ABOUT THIS EXERCISE -
Among these entries, count the lines containing the word "xmax" and answer with only the number.

(MATERIAL SUPPLIED Opens)

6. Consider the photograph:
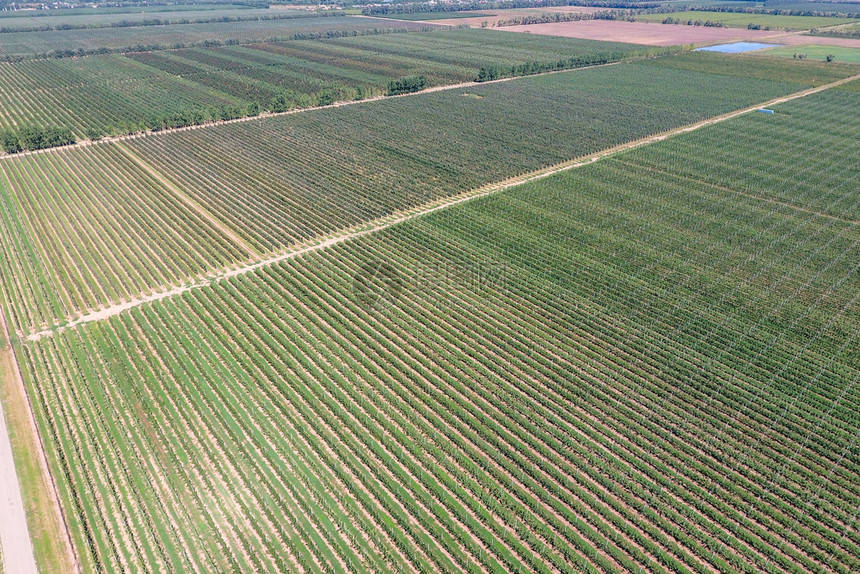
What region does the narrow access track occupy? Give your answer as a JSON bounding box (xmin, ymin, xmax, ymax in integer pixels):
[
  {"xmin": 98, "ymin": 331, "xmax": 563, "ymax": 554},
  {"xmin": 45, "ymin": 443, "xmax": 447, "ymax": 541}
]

(MATERIAL SUPPLIED Closes)

RESULT BELOW -
3